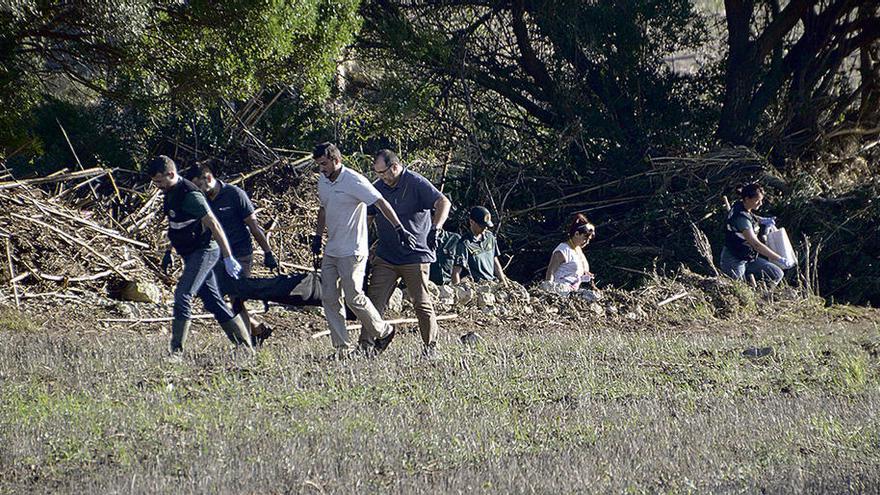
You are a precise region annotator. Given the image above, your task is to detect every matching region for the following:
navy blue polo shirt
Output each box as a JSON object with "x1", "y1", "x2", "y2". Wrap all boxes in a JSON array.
[
  {"x1": 208, "y1": 180, "x2": 255, "y2": 258},
  {"x1": 368, "y1": 169, "x2": 443, "y2": 265}
]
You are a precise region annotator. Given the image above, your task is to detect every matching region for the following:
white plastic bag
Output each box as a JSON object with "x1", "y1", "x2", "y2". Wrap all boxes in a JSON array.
[
  {"x1": 767, "y1": 227, "x2": 796, "y2": 269},
  {"x1": 291, "y1": 272, "x2": 322, "y2": 301}
]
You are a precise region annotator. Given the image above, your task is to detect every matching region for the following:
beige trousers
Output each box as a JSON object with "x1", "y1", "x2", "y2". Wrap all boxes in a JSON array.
[
  {"x1": 321, "y1": 254, "x2": 389, "y2": 349},
  {"x1": 367, "y1": 256, "x2": 438, "y2": 346}
]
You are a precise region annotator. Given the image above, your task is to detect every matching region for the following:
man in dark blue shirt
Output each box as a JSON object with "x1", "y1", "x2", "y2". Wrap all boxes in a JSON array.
[
  {"x1": 148, "y1": 156, "x2": 253, "y2": 357},
  {"x1": 366, "y1": 149, "x2": 451, "y2": 358},
  {"x1": 186, "y1": 162, "x2": 279, "y2": 343}
]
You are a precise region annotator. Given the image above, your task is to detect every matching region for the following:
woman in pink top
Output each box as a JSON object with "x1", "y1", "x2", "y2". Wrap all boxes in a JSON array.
[{"x1": 544, "y1": 213, "x2": 597, "y2": 294}]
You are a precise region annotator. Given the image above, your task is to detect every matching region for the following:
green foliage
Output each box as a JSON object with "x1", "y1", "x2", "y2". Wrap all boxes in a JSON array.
[{"x1": 0, "y1": 0, "x2": 361, "y2": 163}]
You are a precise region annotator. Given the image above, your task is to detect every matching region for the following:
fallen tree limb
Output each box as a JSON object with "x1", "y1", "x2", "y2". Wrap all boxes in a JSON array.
[
  {"x1": 23, "y1": 195, "x2": 150, "y2": 248},
  {"x1": 30, "y1": 259, "x2": 137, "y2": 282},
  {"x1": 657, "y1": 292, "x2": 689, "y2": 307},
  {"x1": 11, "y1": 213, "x2": 128, "y2": 278},
  {"x1": 5, "y1": 238, "x2": 19, "y2": 309},
  {"x1": 98, "y1": 308, "x2": 267, "y2": 324},
  {"x1": 0, "y1": 168, "x2": 108, "y2": 190},
  {"x1": 311, "y1": 314, "x2": 459, "y2": 339}
]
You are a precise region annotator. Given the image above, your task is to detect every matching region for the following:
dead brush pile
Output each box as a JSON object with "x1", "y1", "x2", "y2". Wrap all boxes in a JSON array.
[
  {"x1": 431, "y1": 266, "x2": 827, "y2": 330},
  {"x1": 0, "y1": 185, "x2": 162, "y2": 304}
]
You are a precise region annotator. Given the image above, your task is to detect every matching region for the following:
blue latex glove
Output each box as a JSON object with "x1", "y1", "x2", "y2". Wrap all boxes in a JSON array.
[
  {"x1": 396, "y1": 225, "x2": 417, "y2": 250},
  {"x1": 224, "y1": 256, "x2": 242, "y2": 279},
  {"x1": 759, "y1": 216, "x2": 776, "y2": 227},
  {"x1": 778, "y1": 256, "x2": 794, "y2": 269}
]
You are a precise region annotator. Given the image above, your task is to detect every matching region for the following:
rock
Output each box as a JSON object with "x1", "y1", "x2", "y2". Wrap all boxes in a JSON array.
[
  {"x1": 437, "y1": 285, "x2": 455, "y2": 305},
  {"x1": 387, "y1": 288, "x2": 404, "y2": 313},
  {"x1": 579, "y1": 289, "x2": 603, "y2": 302},
  {"x1": 742, "y1": 346, "x2": 773, "y2": 358},
  {"x1": 460, "y1": 331, "x2": 483, "y2": 345},
  {"x1": 476, "y1": 291, "x2": 496, "y2": 308},
  {"x1": 455, "y1": 285, "x2": 473, "y2": 306},
  {"x1": 116, "y1": 280, "x2": 161, "y2": 304},
  {"x1": 111, "y1": 302, "x2": 136, "y2": 318},
  {"x1": 426, "y1": 280, "x2": 440, "y2": 300}
]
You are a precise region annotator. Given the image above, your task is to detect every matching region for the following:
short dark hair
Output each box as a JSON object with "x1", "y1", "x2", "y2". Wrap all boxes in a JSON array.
[
  {"x1": 183, "y1": 160, "x2": 215, "y2": 181},
  {"x1": 146, "y1": 155, "x2": 176, "y2": 177},
  {"x1": 737, "y1": 182, "x2": 763, "y2": 199},
  {"x1": 313, "y1": 142, "x2": 342, "y2": 161},
  {"x1": 374, "y1": 149, "x2": 401, "y2": 168}
]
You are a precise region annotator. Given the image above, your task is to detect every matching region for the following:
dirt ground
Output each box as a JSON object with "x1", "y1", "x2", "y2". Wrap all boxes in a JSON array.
[{"x1": 1, "y1": 292, "x2": 878, "y2": 494}]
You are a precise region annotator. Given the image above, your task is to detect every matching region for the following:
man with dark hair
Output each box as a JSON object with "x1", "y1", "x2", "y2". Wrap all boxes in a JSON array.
[
  {"x1": 311, "y1": 142, "x2": 416, "y2": 359},
  {"x1": 367, "y1": 149, "x2": 451, "y2": 359},
  {"x1": 452, "y1": 206, "x2": 509, "y2": 284},
  {"x1": 185, "y1": 162, "x2": 278, "y2": 344},
  {"x1": 147, "y1": 155, "x2": 253, "y2": 356}
]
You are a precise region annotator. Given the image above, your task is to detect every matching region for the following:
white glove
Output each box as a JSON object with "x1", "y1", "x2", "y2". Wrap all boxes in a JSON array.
[
  {"x1": 778, "y1": 257, "x2": 795, "y2": 269},
  {"x1": 224, "y1": 256, "x2": 242, "y2": 279}
]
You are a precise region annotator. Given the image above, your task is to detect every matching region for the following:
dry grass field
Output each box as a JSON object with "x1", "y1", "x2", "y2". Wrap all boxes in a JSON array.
[{"x1": 0, "y1": 303, "x2": 878, "y2": 494}]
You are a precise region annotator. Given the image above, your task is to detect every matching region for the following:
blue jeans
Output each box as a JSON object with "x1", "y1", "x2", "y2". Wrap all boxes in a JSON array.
[
  {"x1": 173, "y1": 246, "x2": 234, "y2": 322},
  {"x1": 719, "y1": 247, "x2": 784, "y2": 286}
]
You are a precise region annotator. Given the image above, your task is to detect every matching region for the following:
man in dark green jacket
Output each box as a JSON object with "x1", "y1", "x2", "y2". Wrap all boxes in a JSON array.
[{"x1": 148, "y1": 155, "x2": 253, "y2": 356}]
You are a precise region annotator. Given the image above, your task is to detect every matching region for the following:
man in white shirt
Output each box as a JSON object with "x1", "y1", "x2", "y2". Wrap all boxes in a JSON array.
[{"x1": 311, "y1": 142, "x2": 416, "y2": 359}]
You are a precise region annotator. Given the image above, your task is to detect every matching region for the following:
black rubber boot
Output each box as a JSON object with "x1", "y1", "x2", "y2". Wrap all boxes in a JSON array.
[
  {"x1": 170, "y1": 318, "x2": 191, "y2": 354},
  {"x1": 219, "y1": 314, "x2": 254, "y2": 351}
]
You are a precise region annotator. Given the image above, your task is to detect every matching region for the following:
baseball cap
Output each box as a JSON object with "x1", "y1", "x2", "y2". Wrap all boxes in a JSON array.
[{"x1": 469, "y1": 206, "x2": 493, "y2": 227}]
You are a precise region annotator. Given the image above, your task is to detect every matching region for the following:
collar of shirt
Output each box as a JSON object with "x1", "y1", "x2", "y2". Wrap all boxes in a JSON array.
[
  {"x1": 321, "y1": 165, "x2": 349, "y2": 186},
  {"x1": 375, "y1": 168, "x2": 410, "y2": 192}
]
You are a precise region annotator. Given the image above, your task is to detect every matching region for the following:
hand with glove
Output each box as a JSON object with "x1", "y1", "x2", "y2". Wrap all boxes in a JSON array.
[
  {"x1": 395, "y1": 225, "x2": 417, "y2": 250},
  {"x1": 777, "y1": 256, "x2": 795, "y2": 269},
  {"x1": 310, "y1": 234, "x2": 322, "y2": 255},
  {"x1": 759, "y1": 216, "x2": 777, "y2": 227},
  {"x1": 263, "y1": 250, "x2": 279, "y2": 270},
  {"x1": 224, "y1": 256, "x2": 242, "y2": 279},
  {"x1": 427, "y1": 227, "x2": 439, "y2": 251},
  {"x1": 161, "y1": 249, "x2": 174, "y2": 275}
]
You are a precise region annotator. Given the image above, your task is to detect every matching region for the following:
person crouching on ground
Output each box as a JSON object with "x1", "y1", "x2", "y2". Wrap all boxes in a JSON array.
[
  {"x1": 185, "y1": 162, "x2": 278, "y2": 345},
  {"x1": 311, "y1": 142, "x2": 416, "y2": 359},
  {"x1": 720, "y1": 182, "x2": 792, "y2": 286},
  {"x1": 543, "y1": 213, "x2": 598, "y2": 297},
  {"x1": 451, "y1": 206, "x2": 509, "y2": 285},
  {"x1": 366, "y1": 149, "x2": 452, "y2": 359},
  {"x1": 147, "y1": 155, "x2": 253, "y2": 356}
]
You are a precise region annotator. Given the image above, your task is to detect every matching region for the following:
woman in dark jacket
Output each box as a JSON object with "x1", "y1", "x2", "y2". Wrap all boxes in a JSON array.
[{"x1": 719, "y1": 183, "x2": 791, "y2": 285}]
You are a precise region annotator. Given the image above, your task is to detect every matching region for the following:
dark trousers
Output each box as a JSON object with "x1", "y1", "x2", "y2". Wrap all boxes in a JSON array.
[
  {"x1": 173, "y1": 246, "x2": 234, "y2": 322},
  {"x1": 719, "y1": 247, "x2": 784, "y2": 286}
]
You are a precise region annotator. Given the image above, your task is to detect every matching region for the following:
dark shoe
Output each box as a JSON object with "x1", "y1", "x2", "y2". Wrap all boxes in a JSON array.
[
  {"x1": 373, "y1": 325, "x2": 396, "y2": 355},
  {"x1": 252, "y1": 322, "x2": 274, "y2": 347},
  {"x1": 327, "y1": 347, "x2": 354, "y2": 361},
  {"x1": 356, "y1": 341, "x2": 378, "y2": 359},
  {"x1": 422, "y1": 342, "x2": 440, "y2": 360}
]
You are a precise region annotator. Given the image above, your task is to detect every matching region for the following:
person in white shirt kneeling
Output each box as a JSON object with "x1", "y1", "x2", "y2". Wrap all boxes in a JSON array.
[{"x1": 543, "y1": 213, "x2": 600, "y2": 301}]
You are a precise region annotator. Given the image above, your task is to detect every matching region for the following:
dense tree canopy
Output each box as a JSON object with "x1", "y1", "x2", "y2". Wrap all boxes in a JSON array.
[{"x1": 0, "y1": 0, "x2": 360, "y2": 161}]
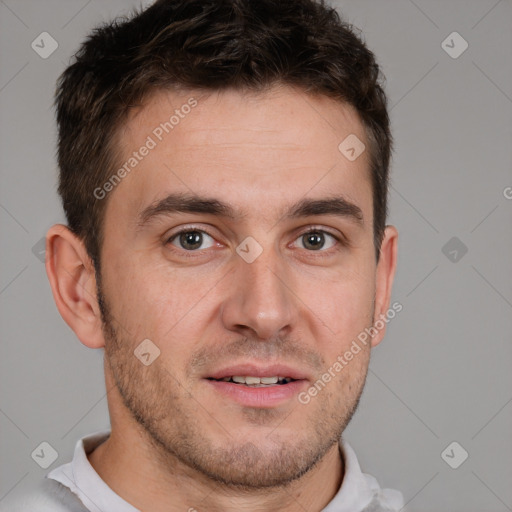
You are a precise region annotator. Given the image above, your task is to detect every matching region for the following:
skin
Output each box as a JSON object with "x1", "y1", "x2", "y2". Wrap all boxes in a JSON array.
[{"x1": 46, "y1": 85, "x2": 397, "y2": 512}]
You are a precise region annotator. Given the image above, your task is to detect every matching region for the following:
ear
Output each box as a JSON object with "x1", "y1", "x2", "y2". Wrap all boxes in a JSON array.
[
  {"x1": 45, "y1": 224, "x2": 105, "y2": 349},
  {"x1": 371, "y1": 225, "x2": 398, "y2": 347}
]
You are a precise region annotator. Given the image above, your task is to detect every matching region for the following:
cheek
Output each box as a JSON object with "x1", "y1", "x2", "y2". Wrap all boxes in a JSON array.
[
  {"x1": 304, "y1": 264, "x2": 376, "y2": 346},
  {"x1": 102, "y1": 257, "x2": 176, "y2": 336},
  {"x1": 105, "y1": 256, "x2": 219, "y2": 354}
]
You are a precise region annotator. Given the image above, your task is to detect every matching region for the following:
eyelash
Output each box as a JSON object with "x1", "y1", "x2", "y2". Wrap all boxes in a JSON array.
[{"x1": 165, "y1": 225, "x2": 345, "y2": 257}]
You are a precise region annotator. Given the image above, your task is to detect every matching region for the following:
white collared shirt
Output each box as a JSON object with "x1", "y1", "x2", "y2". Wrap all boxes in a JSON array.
[{"x1": 1, "y1": 430, "x2": 403, "y2": 512}]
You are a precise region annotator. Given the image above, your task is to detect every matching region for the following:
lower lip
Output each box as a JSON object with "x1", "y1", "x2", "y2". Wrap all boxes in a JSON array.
[{"x1": 206, "y1": 379, "x2": 307, "y2": 408}]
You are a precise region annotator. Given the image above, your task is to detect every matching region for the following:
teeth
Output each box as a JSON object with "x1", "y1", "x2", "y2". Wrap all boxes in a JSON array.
[{"x1": 228, "y1": 376, "x2": 291, "y2": 385}]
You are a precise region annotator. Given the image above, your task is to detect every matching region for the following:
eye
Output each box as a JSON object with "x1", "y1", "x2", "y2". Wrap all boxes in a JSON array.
[
  {"x1": 168, "y1": 229, "x2": 216, "y2": 251},
  {"x1": 294, "y1": 229, "x2": 339, "y2": 251}
]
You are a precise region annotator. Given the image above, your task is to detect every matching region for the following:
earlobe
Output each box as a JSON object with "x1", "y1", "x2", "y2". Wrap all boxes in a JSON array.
[
  {"x1": 371, "y1": 225, "x2": 398, "y2": 348},
  {"x1": 45, "y1": 224, "x2": 105, "y2": 349}
]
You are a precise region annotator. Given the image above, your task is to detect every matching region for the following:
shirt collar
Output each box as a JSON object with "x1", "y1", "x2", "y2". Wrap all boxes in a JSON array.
[
  {"x1": 322, "y1": 439, "x2": 375, "y2": 511},
  {"x1": 47, "y1": 430, "x2": 139, "y2": 512}
]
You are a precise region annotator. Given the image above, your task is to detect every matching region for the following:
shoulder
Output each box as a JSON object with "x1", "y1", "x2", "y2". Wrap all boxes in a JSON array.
[{"x1": 0, "y1": 476, "x2": 89, "y2": 512}]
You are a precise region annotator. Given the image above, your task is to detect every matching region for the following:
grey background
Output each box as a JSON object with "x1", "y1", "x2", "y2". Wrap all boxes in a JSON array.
[{"x1": 1, "y1": 1, "x2": 511, "y2": 511}]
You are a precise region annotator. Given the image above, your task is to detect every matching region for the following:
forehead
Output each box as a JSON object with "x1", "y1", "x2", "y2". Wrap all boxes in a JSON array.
[
  {"x1": 123, "y1": 86, "x2": 365, "y2": 151},
  {"x1": 107, "y1": 86, "x2": 372, "y2": 227}
]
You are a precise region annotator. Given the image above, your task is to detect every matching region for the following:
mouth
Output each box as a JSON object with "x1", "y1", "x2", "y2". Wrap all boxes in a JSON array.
[
  {"x1": 204, "y1": 364, "x2": 309, "y2": 407},
  {"x1": 207, "y1": 375, "x2": 296, "y2": 387}
]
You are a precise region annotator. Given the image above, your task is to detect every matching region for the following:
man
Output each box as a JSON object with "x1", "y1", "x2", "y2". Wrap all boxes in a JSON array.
[{"x1": 3, "y1": 0, "x2": 403, "y2": 510}]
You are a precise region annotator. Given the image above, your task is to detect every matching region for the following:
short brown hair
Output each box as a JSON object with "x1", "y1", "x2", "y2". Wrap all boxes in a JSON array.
[{"x1": 55, "y1": 0, "x2": 391, "y2": 270}]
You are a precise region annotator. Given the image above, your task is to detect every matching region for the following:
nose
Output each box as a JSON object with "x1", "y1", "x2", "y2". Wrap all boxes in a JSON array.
[{"x1": 220, "y1": 248, "x2": 296, "y2": 341}]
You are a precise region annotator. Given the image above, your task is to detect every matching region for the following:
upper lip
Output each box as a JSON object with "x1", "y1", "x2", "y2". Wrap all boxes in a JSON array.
[{"x1": 206, "y1": 363, "x2": 309, "y2": 381}]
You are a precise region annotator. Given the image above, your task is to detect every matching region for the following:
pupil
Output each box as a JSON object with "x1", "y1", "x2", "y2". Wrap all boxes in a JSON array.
[
  {"x1": 304, "y1": 232, "x2": 324, "y2": 250},
  {"x1": 180, "y1": 231, "x2": 202, "y2": 250}
]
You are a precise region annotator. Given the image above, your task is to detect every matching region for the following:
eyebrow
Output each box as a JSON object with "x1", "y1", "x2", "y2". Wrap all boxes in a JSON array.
[
  {"x1": 286, "y1": 197, "x2": 363, "y2": 224},
  {"x1": 137, "y1": 193, "x2": 364, "y2": 229}
]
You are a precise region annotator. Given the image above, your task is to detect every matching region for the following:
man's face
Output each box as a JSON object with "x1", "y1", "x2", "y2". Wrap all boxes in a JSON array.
[{"x1": 98, "y1": 86, "x2": 379, "y2": 488}]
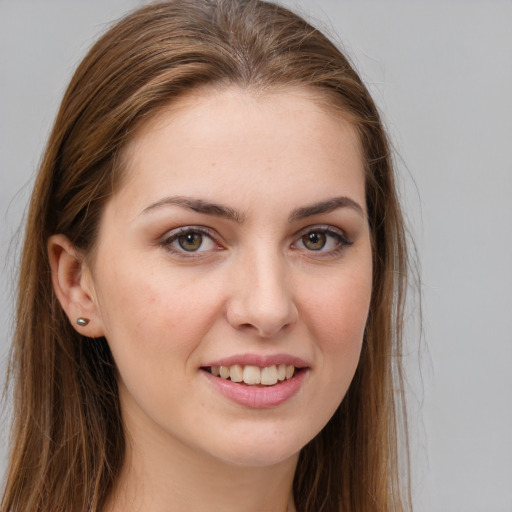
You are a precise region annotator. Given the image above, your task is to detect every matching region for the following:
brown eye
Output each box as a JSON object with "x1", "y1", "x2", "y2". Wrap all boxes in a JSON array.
[
  {"x1": 294, "y1": 227, "x2": 351, "y2": 255},
  {"x1": 178, "y1": 232, "x2": 203, "y2": 251},
  {"x1": 163, "y1": 227, "x2": 218, "y2": 256},
  {"x1": 301, "y1": 232, "x2": 327, "y2": 251}
]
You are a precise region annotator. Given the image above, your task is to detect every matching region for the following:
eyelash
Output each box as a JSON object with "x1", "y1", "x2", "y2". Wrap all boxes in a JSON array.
[
  {"x1": 160, "y1": 226, "x2": 221, "y2": 258},
  {"x1": 293, "y1": 225, "x2": 353, "y2": 257},
  {"x1": 159, "y1": 225, "x2": 353, "y2": 259}
]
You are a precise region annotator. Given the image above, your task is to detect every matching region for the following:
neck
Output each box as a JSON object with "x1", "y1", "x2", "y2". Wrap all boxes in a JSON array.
[{"x1": 103, "y1": 415, "x2": 298, "y2": 512}]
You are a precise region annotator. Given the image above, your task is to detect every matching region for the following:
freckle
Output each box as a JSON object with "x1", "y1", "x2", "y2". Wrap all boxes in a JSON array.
[{"x1": 211, "y1": 162, "x2": 216, "y2": 167}]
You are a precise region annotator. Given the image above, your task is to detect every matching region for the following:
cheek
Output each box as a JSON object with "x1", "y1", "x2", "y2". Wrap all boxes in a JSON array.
[
  {"x1": 304, "y1": 265, "x2": 372, "y2": 356},
  {"x1": 91, "y1": 263, "x2": 229, "y2": 425},
  {"x1": 295, "y1": 263, "x2": 372, "y2": 437},
  {"x1": 92, "y1": 257, "x2": 223, "y2": 369}
]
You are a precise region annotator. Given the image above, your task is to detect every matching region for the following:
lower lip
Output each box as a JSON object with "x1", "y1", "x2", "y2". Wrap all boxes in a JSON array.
[{"x1": 201, "y1": 369, "x2": 307, "y2": 408}]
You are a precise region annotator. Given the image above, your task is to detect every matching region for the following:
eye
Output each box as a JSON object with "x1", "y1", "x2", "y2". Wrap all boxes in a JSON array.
[
  {"x1": 293, "y1": 226, "x2": 352, "y2": 254},
  {"x1": 176, "y1": 232, "x2": 207, "y2": 252},
  {"x1": 161, "y1": 227, "x2": 219, "y2": 255},
  {"x1": 301, "y1": 232, "x2": 328, "y2": 251}
]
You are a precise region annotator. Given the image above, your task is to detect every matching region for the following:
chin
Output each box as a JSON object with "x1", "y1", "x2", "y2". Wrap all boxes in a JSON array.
[
  {"x1": 219, "y1": 446, "x2": 300, "y2": 469},
  {"x1": 202, "y1": 421, "x2": 316, "y2": 469}
]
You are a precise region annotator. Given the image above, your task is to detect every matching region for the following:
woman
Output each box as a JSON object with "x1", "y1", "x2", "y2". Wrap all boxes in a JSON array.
[{"x1": 2, "y1": 1, "x2": 411, "y2": 511}]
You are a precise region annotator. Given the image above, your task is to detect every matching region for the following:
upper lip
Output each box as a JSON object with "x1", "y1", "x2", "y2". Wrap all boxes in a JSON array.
[{"x1": 203, "y1": 353, "x2": 309, "y2": 369}]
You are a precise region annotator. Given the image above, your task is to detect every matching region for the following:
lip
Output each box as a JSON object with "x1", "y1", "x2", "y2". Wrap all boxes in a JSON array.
[
  {"x1": 201, "y1": 367, "x2": 308, "y2": 408},
  {"x1": 204, "y1": 353, "x2": 309, "y2": 368}
]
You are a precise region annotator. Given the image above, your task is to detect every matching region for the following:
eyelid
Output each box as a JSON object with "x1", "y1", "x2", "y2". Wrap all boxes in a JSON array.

◆ Task directions: Only lines that include "white" belong in the answer; copy all of them from the listing.

◆ Output of the task:
white plastic bag
white glove
man in white shirt
person in white shirt kneeling
white collared shirt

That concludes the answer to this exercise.